▶ TASK PROMPT:
Write the next part of the news article about eating Christmas tree needles, picking up right after its last line.

*** Opening of SOURCE DOCUMENT ***

Health Sweden: Eating needles from young Christmas trees is safe

SDA

9.1.2025 - 06:30

"Eat your Christmas tree": The unusual request from the city of Ghent to its residents has brought the food safety authority AFSCA in Belgium onto the scene. (archive picture)
"Eat your Christmas tree": The unusual request from the city of Ghent to its residents has brought the food safety authority AFSCA in Belgium onto the scene. (archive picture)
Keystone

Belgian authorities have warned against eating Christmas trees. Swedish experts disagree and recommend the needles of young, untreated trees for the production of foods such as flavored butter.

Keystone-SDA

The Swedish Food Safety Authority said on Wednesday that it agrees with its Belgian counterparts that store-bought Christmas trees are not suitable as food because they may have been treated with pesticides "that are not approved for edible plants".

Anneli Widenfalk, a toxicologist at the Swedish authority, explained in an email to the AFP news agency that the Swedish custom of collecting needles from young trees and using them in food is safe in limited quantities. This is usually done "in May or June, when they are still small and tender and the tree has probably not yet been treated with chemicals", she emphasized. The conifers can be used to make flavored butter, tea, syrup or to flavor alcohol.

Food authority warns of "deadly consequences"

*** Close of SOURCE DOCUMENT ***
*** Opening of THE DATA ***

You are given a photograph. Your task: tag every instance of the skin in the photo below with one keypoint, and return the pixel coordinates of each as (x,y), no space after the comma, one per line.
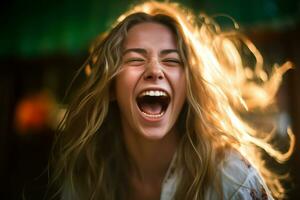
(150,61)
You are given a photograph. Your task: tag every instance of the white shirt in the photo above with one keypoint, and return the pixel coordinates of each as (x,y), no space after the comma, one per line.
(239,181)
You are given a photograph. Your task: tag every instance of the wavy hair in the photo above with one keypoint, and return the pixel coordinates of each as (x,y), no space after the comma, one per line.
(89,157)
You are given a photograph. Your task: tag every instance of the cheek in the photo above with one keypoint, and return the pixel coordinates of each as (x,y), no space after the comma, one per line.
(124,86)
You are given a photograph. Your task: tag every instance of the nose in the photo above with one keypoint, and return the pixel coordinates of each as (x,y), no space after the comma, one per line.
(153,72)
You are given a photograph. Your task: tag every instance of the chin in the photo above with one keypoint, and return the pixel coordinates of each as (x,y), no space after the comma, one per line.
(154,133)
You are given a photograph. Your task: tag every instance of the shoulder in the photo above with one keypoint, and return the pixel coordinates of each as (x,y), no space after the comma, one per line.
(240,180)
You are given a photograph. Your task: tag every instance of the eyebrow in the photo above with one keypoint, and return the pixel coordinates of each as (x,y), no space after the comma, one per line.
(144,51)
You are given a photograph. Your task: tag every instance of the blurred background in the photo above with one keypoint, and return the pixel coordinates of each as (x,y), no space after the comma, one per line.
(43,43)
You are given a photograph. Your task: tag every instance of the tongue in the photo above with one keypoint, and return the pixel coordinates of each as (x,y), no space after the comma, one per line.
(151,109)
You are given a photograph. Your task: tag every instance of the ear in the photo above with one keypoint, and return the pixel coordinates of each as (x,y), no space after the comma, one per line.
(112,93)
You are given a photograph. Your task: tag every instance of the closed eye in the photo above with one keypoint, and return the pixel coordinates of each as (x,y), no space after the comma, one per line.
(134,61)
(172,61)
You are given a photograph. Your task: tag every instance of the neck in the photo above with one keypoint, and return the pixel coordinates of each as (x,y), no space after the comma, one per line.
(150,159)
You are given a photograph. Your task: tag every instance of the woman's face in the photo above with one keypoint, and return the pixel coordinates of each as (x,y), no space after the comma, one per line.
(151,88)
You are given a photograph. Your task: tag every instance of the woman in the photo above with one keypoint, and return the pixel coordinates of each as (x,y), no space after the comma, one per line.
(158,116)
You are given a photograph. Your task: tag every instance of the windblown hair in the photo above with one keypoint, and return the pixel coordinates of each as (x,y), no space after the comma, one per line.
(89,156)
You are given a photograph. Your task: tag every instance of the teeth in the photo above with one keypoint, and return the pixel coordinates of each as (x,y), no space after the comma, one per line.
(155,93)
(154,116)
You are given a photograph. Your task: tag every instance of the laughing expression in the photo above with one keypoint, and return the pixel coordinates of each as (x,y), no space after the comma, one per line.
(150,89)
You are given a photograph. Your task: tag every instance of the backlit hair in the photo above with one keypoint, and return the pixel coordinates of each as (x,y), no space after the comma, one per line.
(89,155)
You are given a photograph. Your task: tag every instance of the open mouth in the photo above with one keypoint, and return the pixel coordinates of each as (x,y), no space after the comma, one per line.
(153,103)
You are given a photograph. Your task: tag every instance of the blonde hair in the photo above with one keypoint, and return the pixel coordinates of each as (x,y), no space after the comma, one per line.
(89,156)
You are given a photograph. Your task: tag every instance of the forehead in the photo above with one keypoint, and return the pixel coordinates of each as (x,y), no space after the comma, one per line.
(150,34)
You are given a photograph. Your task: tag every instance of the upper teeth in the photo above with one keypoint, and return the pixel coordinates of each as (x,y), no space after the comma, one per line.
(153,93)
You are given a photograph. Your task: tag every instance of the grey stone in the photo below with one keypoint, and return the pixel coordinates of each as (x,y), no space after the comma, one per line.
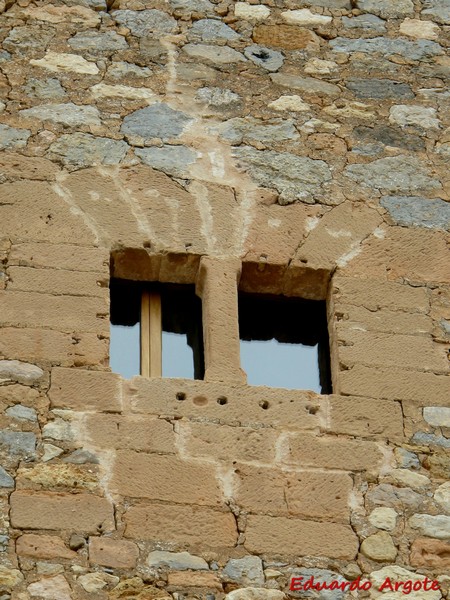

*** Close of THE DATA ***

▶ RESPONSE BOX:
The Belgian food safety authority AFSCA warned on Tuesday that there is "no guarantee that Christmas trees are safe for consumption by humans or animals" and advised against eating them due to the use of pesticides during cultivation.

The warning was prompted by a request from the city of Ghent to eat Christmas tree needles. The website of the city in the northern Belgian region of Flanders, which is considered a stronghold of climate protectionists, enthusiastically referred to examples from Scandinavia. One suggestion was to blanch and dry the needles in order to use them to make flavored butter - a traditional Swedish recipe.

The AFSCA in Belgium apparently didn't think much of the idea. "Christmas trees are not intended to enter the food chain," the authority said in a statement. The use of flame retardants could "even have fatal consequences", the authority warned.

Ghent city council apparently heeded the warning and changed the message on its website from "Eat your Christmas tree" to "Scandinavians eat their Christmas trees".